Tujuan 1
Sebutkan semua nama hari yang muncul dalam artikel tentang status Merapi, masing-masing cukup satu kali.

=== Kutipan ===

26 Oktober 2010








STATUS MERAPI AKHIR OKTOBER 2010
Agun Awan, S.Pd. (Jl. Bandar Ngalim II/1-A, Bandar kidul, Mojoroto, Kediri, Indonesia)

Hujan abu vulkanik tipis terjadi di kawasan barat Gunung Merapi, Desa Ngargomulyo, Kecamatan Dukun, Kabupaten Magelang, Jawa Tengah, Selasa (26/10). "Kemarin siang saya juga lihat hujan abu, waktu mencari rumput di Hutan Deles," kata Suwi (40 tahun), warga Dusun Braman, Desa Ngargomulyo, Kecamatan Dukun.
 
Menurut Suwi, dirinya merasa biasa saja menghadapi hujan abu ketika terjadi peningkatan aktivitas vulkanik Merapi yang terletak di perbatasan antara Jawa Tengah dengan Daerah Istimewa Yogyakarta itu. Ia mengaku mengetahui secara baik ciri-ciri abu yang berasal dari gunung berapi setinggi sekitar 2.965 meter dari permukaan air laut itu.
Biasanya, hujan abu cukup tebal terjadi jika Merapi menyemburkan awan panas. Ia mengaku, sejak beberapa hari terakhir mendengar suara guguran material yang diduga turun dari puncak gunung itu. Tetapi, hingga saat ini dirinya belum melihat semburan awan panas dari gunung tersebut. Gunung Merapi sejak Senin (25/10/2010) dinyatakan berstatus awas. Peningkatan status ini berdasarkan kenaikan kegempaan vulkanik, deformasi signifikan kubah, serta peningkatan jumlah guguran kubah lava. Curah hujan yang tinggi berpotensi menimbulkan lahar panas di lereng Merapi.
 
Perubahan status Siaga menjadi Awas gunung berapi di Yogyakarta yang tingginya 2.950 meter itu, jelas Kepala Pusat Vulkanologi dan Mitigasi Bencana Geologi Surono, berdasarkan adanya peningkatan signifikan jumlah dan intensitas gempa vulkanik sejak Jumat (22/10) hingga Minggu (24/10). Dalam tiga hari, gempa bumi vulkanik meningkat dari 52 menjadi 80 kali gempa.
 
Selain itu, juga terjadi peningkatan pertumbuhan kubah—disebut ”laju inflasi”— hampir empat kali lipat sejak Kamis (21/10) sampai Minggu (24/10). ”Laju inflasi, dari 10,5 cm menjadi 42 cm per hari pada 24 Oktober 2010,” ujar Surono. Laju inflasi diukur dengan memasang reflektor di dekat puncak Merapi.
 
Jumlah guguran lava sebelum 21 Oktober 2010 kurang dari 100 kejadian menjadi 194 kejadian pada 24 Oktober 2010. Meningkatnya jumlah guguran lava ini mengancam daerah di selatan hingga tenggara Gunung Merapi, yaitu Kabupaten Sleman dan Klaten, serta berpotensi menimbulkan awan panas.

===

Tujuan 2
Tukar "dropping" dengan "placing" pada catatan dari baris yang memuat "Teacher note: indicate the woman's ear" sampai baris yang memuat "Teacher note: indicate the finger", lalu tuliskan ulang hanya baris-baris tersebut tanpa perubahan lain.

=== Baris Data ===

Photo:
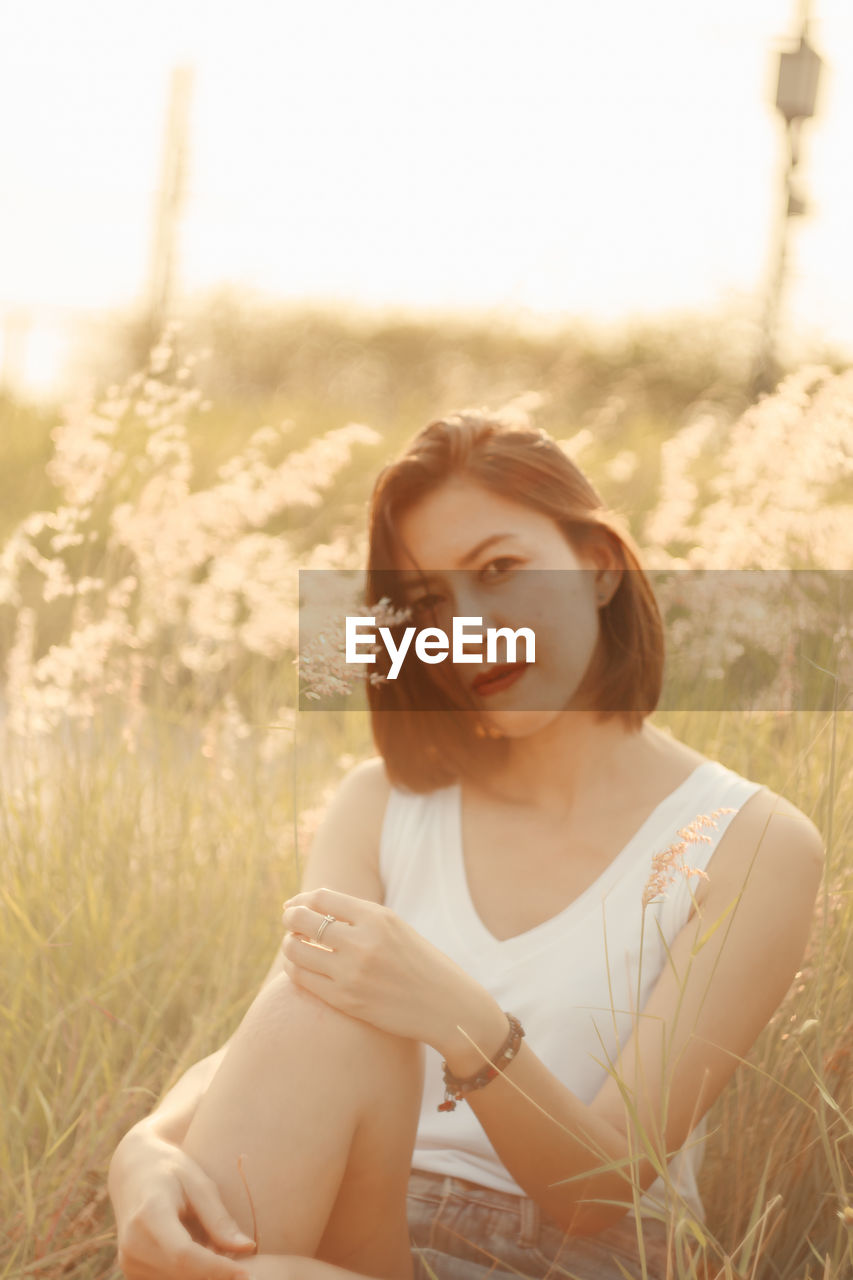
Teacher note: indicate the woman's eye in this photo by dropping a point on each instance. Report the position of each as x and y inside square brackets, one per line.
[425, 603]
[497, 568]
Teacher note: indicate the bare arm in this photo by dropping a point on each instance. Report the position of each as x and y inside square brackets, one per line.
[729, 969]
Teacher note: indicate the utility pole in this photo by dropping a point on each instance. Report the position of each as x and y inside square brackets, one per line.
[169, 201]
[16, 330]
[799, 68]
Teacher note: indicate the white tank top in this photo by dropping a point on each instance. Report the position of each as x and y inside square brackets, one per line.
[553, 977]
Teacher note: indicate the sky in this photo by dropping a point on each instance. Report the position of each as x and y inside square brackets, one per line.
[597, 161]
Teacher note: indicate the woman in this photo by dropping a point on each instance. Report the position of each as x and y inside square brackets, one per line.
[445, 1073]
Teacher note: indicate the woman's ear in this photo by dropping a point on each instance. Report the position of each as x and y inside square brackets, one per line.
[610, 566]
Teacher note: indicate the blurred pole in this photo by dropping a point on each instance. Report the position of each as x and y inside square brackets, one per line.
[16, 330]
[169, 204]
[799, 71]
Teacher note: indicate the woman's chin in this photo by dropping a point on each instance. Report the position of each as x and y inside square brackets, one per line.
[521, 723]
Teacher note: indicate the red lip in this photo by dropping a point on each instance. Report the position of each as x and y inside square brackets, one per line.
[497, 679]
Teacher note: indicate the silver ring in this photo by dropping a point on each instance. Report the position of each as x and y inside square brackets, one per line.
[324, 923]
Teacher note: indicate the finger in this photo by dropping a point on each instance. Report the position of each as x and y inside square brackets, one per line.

===
=== Baris Data ===

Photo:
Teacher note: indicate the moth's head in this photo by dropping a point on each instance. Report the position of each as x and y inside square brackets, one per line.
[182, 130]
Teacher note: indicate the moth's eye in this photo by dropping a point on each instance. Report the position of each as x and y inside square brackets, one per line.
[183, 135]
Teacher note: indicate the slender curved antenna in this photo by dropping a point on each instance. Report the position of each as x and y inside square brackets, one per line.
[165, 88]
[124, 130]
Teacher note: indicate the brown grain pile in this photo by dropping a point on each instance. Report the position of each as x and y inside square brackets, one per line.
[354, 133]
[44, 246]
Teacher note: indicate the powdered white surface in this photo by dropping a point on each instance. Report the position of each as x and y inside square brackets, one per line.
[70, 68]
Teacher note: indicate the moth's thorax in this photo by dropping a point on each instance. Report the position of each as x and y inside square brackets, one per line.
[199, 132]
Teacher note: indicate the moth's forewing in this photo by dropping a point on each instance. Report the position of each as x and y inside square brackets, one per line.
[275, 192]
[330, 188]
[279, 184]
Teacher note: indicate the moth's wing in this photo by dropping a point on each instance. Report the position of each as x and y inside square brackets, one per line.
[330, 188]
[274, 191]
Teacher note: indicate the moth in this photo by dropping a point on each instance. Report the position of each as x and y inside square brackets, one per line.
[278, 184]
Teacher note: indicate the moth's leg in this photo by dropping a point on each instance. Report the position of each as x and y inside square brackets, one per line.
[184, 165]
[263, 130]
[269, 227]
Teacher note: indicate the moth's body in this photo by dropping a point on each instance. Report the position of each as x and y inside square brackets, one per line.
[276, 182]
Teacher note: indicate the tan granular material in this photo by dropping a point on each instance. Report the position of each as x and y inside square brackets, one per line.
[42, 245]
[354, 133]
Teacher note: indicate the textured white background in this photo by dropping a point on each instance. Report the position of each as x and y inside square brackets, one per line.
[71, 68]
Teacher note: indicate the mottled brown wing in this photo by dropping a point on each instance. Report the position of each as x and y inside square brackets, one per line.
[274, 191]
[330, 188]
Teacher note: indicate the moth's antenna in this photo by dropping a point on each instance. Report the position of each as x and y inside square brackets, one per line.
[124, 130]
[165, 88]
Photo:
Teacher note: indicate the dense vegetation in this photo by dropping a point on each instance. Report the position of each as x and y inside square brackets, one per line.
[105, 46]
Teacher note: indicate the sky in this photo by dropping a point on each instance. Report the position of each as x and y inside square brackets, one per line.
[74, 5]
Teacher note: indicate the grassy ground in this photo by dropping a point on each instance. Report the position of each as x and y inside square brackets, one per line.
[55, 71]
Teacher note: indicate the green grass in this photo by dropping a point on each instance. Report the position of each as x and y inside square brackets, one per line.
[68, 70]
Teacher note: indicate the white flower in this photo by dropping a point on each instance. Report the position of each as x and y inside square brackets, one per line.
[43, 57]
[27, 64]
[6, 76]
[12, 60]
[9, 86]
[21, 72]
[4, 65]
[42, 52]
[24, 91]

===

Jawaban Lengkap 1
Selasa, Senin, Jumat, Minggu, Kamis

Jawaban Lengkap 2
Teacher note: indicate the woman's ear in this photo by placing a point on each instance. Report the position of each as x and y inside square brackets, one per line.
[610, 566]
Teacher note: indicate the blurred pole in this photo by placing a point on each instance. Report the position of each as x and y inside square brackets, one per line.
[16, 330]
[169, 204]
[799, 71]
Teacher note: indicate the woman's chin in this photo by placing a point on each instance. Report the position of each as x and y inside square brackets, one per line.
[521, 723]
Teacher note: indicate the red lip in this photo by placing a point on each instance. Report the position of each as x and y inside square brackets, one per line.
[497, 679]
Teacher note: indicate the silver ring in this photo by placing a point on each instance. Report the position of each as x and y inside square brackets, one per line.
[324, 923]
Teacher note: indicate the finger in this photo by placing a point on each instance. Report the position of each as x and y inside square brackets, one per line.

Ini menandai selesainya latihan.